ASSIGNED TASK
In the physiotherapy triage service evaluation, which outcome measure was used to assess quality of life at initial and final contact?

Physiotherapy Triage Service for Cancer Patients – a service evaluation.


Individuals with cancer experience a plethora of symptoms from diagnosis, through treatment and beyond into survivorship. Allied Health Professionals are uniquely placed to impact upon these symptoms by engaging individuals in rehabilitation. Scoping of rehabilitation services amongst individuals with cancer undergoing haematological and oncological treatment highlighted various issues with fatigue, loss of function, pain and breathlessness. A pilot programme was implemented to address these unmet needs.


In an acute teaching trust in the South West of England, individuals with cancer were highlighted by health care professionals and referred into the Therapy Treatment Support Service (TTSS). Included individuals had a cancer diagnosis and were adults aged 16 years and over, exclusion criteria specified those under 16 years of age and those without a cancer diagnosis. Telephone triage carried out by a physiotherapist provided appropriate interventions including fatigue management, musculoskeletal treatment, exercise programmes and breathlessness advice for individuals. The Functional Assessment of Cancer Therapy - General (FACT-G) was used as a quality of life outcome measure on initial and final contact.


Between March 2017 and March 2018 220 individuals were referred to TTSS with the following numbers specifying the primary reason for referral, 81 for fatigue, 71 for musculoskeletal issues, 42 for physical activity issues, 20 for mobility issues and 6 for breathlessness.

DATA UNDER STUDY

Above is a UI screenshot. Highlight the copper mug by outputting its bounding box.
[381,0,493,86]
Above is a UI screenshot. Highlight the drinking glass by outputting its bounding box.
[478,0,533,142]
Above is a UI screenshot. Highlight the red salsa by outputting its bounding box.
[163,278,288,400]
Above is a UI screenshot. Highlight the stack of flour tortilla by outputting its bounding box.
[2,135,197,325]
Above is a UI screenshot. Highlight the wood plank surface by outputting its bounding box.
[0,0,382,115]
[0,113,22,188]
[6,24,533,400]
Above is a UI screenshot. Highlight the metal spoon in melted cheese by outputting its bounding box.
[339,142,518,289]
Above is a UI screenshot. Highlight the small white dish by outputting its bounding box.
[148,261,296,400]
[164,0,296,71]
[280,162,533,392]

COMPLETED EXERCISE
The Functional Assessment of Cancer Therapy - General (FACT-G).